[課題 A]
レコードのうち、「track」という文字列を含む行をすべて抜き出してください。大文字と小文字は区別します。

[本文]
════

この記事では「対応のあるデータ・対応のないデータとは?例を用いてわかりやすく解説!」ということでお伝えしていきます。
- 対応のあるデータとは?対応のないデータとは?違いって何?
- 対応のあるt検定と対応のないt検定をわかりやすく解説
- その他の対応のある検定
これらのことがわかるようになりますので、ぜひ最後まで見ていってくださいね!
Contents
対応のあるデータとは?対応のないデータとは?例を用いて解説

まずは対応のあるデータと、対応のないデータがどんなものなのかを整理していきましょう。
対応のあるデータとは?
対応のあるデータを一言で言うと「同一のサンプルから得られているデータ」ということ。
例えば、今日のある豚さんの値と、一週間後の同じ豚さんの値を比較したい時。

この場合、サンプルとしては同一ですが、時点だけ異なるデータになります。
この時のデータを、対応のあるデータと呼んでいるのです。
A群のベースラインの血圧と、A群の2週間後の血圧
上記の例は、臨床研究でもよくありますよね。
「A群」という同じグループ(サンプル)のデータを比較するため、対応のあるデータになります。
対応のないデータとは?
では一方で、対応のないデータとはどんなデータでしょうか?
それは「異なるサンプルから得られているデータ」です。

════

[データ内容]
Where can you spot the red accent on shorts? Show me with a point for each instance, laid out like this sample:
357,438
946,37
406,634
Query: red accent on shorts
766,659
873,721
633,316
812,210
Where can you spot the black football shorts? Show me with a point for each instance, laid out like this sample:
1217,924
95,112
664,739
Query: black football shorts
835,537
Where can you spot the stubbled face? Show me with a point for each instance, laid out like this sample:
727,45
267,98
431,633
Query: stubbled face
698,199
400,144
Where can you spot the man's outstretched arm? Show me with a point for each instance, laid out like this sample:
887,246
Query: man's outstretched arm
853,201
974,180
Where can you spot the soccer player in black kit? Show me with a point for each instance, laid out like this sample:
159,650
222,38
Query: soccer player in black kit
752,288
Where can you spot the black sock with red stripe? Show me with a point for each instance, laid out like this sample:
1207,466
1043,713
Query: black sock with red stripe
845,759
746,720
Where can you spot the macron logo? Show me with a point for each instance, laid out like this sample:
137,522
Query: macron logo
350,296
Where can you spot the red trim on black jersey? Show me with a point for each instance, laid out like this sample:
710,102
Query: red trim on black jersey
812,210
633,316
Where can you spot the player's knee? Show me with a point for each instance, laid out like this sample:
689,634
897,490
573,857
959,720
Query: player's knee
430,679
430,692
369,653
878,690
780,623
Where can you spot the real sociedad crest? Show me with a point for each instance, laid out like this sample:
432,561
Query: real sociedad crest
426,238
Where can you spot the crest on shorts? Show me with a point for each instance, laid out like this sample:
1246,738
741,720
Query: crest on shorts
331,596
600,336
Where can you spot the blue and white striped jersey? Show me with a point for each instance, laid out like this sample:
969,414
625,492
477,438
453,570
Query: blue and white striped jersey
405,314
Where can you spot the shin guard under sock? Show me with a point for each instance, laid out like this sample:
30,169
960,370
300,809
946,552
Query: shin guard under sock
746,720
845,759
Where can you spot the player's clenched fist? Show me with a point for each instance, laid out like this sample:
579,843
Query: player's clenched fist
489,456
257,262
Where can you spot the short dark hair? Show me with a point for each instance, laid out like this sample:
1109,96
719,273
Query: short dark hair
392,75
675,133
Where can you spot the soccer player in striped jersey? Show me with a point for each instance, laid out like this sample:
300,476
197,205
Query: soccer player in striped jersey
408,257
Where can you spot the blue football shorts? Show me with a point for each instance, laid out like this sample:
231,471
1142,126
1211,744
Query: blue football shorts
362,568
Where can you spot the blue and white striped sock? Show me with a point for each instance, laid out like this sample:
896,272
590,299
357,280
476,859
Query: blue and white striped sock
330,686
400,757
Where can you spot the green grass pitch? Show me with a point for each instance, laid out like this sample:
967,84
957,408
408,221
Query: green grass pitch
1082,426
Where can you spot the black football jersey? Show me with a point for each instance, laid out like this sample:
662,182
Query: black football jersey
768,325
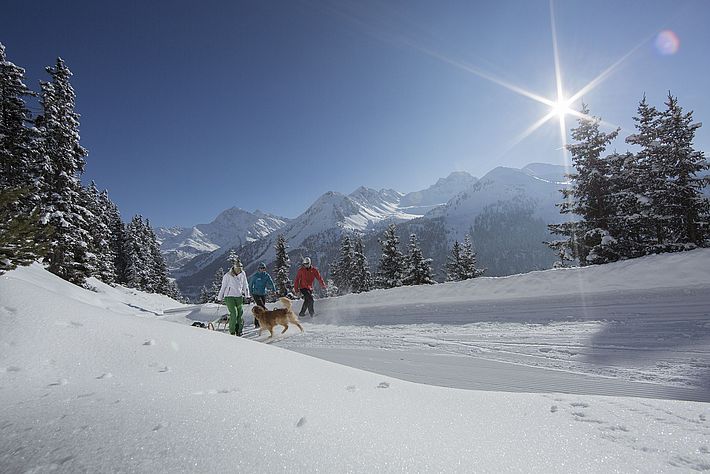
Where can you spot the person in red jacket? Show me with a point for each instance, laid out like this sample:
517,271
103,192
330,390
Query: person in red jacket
304,284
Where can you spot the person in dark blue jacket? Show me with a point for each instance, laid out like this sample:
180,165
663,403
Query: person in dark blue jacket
261,282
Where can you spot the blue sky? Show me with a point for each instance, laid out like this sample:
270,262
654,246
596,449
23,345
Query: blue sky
189,108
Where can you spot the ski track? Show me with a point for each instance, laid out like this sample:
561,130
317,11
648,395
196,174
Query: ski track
660,337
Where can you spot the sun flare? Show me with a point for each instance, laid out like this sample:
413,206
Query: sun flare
561,108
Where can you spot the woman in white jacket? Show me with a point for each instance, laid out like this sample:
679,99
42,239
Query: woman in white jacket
235,288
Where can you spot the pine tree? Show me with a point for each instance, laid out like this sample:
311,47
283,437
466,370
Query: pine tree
283,267
361,276
95,222
640,183
159,275
389,273
22,238
684,211
417,269
135,253
216,284
342,268
112,218
17,141
452,268
63,159
468,268
588,195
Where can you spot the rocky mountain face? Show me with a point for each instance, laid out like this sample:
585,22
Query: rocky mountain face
421,202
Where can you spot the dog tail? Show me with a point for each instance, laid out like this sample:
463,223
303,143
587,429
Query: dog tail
286,302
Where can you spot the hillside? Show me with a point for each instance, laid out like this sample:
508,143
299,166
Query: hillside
116,386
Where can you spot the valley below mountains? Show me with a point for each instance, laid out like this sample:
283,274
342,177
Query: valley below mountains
505,212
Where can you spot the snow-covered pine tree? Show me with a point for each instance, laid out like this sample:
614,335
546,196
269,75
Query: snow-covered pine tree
645,233
60,193
23,239
342,269
417,269
100,253
587,197
17,141
160,276
626,223
112,218
282,267
469,267
391,266
135,253
452,268
361,276
684,211
216,284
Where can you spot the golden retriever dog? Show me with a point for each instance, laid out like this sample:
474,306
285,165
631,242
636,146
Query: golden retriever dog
280,316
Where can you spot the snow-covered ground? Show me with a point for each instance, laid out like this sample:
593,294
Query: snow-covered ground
106,381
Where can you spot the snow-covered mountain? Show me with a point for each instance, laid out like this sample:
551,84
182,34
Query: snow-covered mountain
421,202
315,232
535,187
232,227
521,200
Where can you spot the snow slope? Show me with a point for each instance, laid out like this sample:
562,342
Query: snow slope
232,227
98,382
642,320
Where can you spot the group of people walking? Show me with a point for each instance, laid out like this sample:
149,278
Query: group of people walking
236,289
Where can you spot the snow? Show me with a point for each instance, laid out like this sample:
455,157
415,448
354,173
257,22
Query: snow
110,381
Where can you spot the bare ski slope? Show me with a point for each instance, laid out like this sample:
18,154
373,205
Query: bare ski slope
105,381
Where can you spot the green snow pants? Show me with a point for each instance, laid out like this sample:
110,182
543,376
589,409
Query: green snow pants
236,321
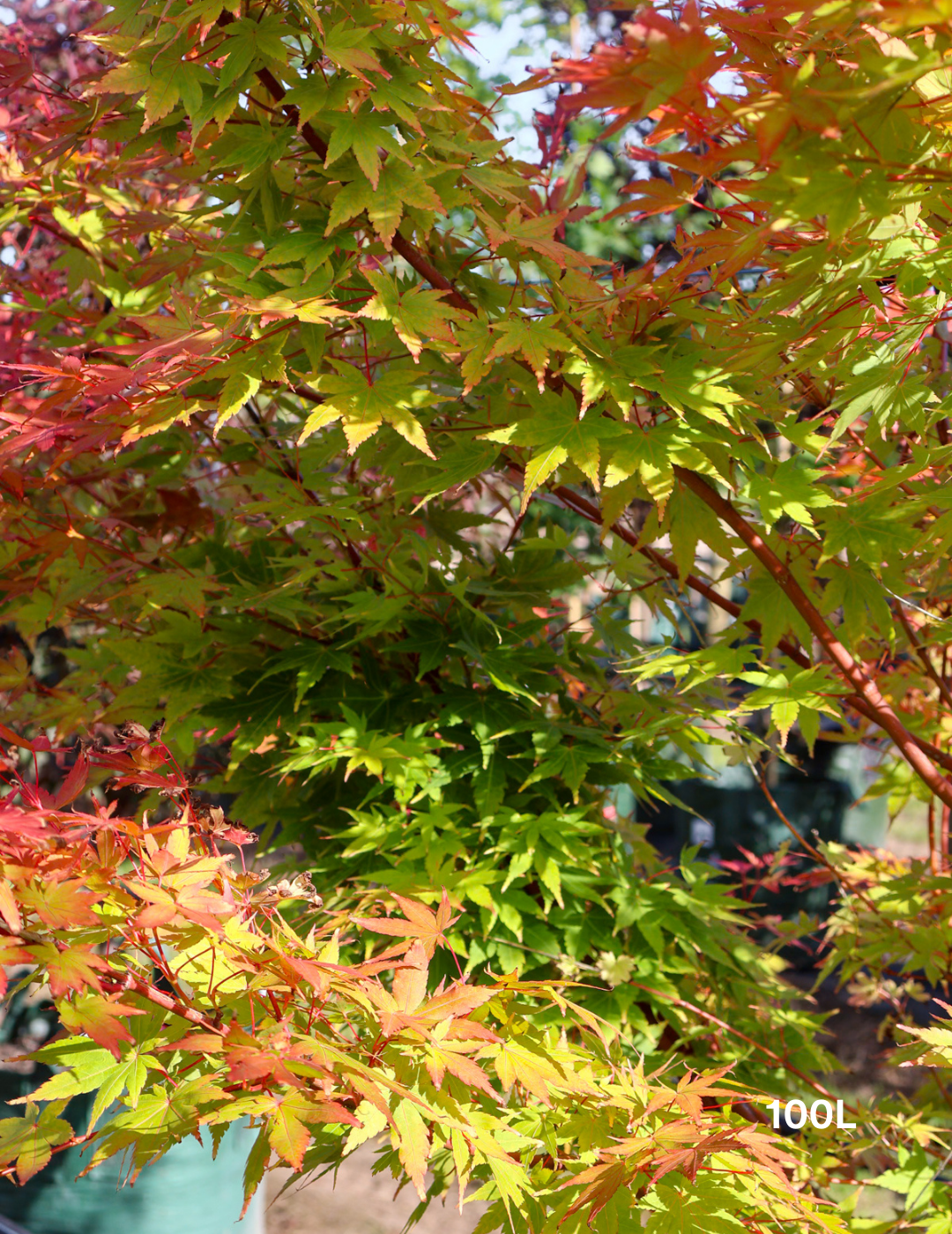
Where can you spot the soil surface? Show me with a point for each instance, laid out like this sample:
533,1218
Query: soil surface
360,1203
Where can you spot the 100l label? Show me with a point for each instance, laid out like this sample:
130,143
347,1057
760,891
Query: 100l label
820,1113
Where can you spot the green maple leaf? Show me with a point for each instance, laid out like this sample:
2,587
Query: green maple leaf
620,374
644,452
861,595
30,1141
416,312
533,338
792,490
363,132
399,187
364,406
557,434
767,604
99,1018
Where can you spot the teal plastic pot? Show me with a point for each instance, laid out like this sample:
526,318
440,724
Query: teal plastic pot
184,1193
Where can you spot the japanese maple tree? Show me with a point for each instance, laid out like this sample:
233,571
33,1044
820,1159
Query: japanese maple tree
307,400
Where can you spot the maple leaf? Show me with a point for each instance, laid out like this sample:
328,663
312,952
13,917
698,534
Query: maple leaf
99,1017
364,406
557,435
73,968
533,337
30,1141
418,923
413,1143
62,904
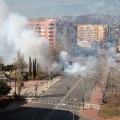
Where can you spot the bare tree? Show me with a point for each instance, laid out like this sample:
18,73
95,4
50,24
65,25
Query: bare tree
21,65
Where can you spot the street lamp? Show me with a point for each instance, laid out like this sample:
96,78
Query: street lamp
83,99
63,104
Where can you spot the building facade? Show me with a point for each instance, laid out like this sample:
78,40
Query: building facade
91,33
60,33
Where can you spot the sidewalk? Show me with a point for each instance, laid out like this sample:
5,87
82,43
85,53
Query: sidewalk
91,109
30,93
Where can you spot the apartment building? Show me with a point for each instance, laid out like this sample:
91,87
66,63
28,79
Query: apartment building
60,32
91,33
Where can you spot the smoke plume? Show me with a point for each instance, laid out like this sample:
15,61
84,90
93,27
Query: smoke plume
14,36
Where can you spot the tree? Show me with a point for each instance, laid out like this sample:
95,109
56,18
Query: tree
30,67
7,70
21,65
4,88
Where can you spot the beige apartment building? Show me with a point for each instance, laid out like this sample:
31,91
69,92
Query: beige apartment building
59,32
87,33
91,32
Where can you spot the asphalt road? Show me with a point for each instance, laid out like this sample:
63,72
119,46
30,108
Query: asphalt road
58,103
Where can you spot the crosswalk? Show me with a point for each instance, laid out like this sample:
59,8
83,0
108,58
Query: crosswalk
56,102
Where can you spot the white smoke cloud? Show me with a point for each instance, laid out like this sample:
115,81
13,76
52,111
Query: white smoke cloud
3,11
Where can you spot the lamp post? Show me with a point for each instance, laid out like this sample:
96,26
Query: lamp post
83,99
70,110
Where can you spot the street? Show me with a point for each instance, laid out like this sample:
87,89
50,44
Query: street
63,101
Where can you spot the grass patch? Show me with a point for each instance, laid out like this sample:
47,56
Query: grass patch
108,111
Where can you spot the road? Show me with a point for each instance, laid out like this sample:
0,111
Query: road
58,103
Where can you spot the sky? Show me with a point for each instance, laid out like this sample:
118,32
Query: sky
51,8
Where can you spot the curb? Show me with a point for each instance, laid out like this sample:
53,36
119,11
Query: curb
30,100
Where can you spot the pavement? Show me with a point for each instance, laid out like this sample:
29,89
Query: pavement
29,91
91,108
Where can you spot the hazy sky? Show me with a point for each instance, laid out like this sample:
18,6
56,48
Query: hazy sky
50,8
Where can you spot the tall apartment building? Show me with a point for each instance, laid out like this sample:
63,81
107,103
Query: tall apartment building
59,32
92,33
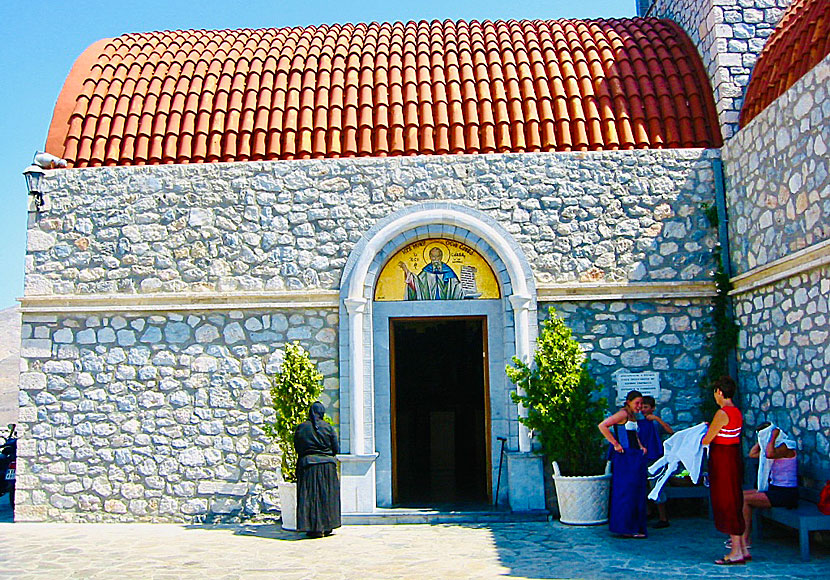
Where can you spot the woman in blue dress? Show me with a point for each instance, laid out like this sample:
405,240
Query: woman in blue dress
629,483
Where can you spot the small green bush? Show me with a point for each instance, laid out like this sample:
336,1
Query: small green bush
563,402
294,389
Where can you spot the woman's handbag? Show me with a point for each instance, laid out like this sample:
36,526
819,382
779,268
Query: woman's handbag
824,499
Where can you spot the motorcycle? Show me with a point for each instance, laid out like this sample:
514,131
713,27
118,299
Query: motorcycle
8,464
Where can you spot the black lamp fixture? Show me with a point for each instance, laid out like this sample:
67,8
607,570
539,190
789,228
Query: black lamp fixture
33,173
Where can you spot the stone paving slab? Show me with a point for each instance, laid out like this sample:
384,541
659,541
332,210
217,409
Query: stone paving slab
513,550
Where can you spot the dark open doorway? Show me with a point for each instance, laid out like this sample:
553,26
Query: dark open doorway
440,426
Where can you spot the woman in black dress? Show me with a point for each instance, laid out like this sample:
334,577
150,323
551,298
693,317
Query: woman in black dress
318,489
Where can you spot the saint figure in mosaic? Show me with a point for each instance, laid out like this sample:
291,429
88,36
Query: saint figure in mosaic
436,281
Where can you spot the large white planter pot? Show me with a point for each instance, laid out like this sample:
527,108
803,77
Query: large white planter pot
583,500
288,506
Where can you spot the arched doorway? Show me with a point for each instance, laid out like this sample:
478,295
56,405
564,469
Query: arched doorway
368,332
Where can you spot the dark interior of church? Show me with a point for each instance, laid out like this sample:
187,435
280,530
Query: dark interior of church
439,398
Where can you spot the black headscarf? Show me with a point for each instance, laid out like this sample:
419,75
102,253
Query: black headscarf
316,415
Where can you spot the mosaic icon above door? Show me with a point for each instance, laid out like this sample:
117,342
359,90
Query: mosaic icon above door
436,269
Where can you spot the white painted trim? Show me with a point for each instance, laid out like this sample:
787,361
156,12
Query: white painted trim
799,262
179,302
357,310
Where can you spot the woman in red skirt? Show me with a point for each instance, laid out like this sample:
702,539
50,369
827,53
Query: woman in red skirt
726,471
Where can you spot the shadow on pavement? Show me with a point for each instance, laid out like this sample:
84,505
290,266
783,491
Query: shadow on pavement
6,512
686,549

════

[課題 B]
本文の「- 対応のあるt検定と対応のないt検定をわかりやすく解説」から「この場合、サンプルとしては同一ですが、時点だけ異なるデータになります。」までをすべて、「豚さん」を「牛さん」に置き換えて書き直してください。

[回答 A]
Where can you spot the ski track? Show me with a point for each instance, laid out like this sample:
Query: ski track

[回答 B]
- 対応のあるt検定と対応のないt検定をわかりやすく解説
- その他の対応のある検定
これらのことがわかるようになりますので、ぜひ最後まで見ていってくださいね!
Contents
対応のあるデータとは?対応のないデータとは?例を用いて解説

まずは対応のあるデータと、対応のないデータがどんなものなのかを整理していきましょう。
対応のあるデータとは?
対応のあるデータを一言で言うと「同一のサンプルから得られているデータ」ということ。
例えば、今日のある牛さんの値と、一週間後の同じ牛さんの値を比較したい時。

この場合、サンプルとしては同一ですが、時点だけ異なるデータになります。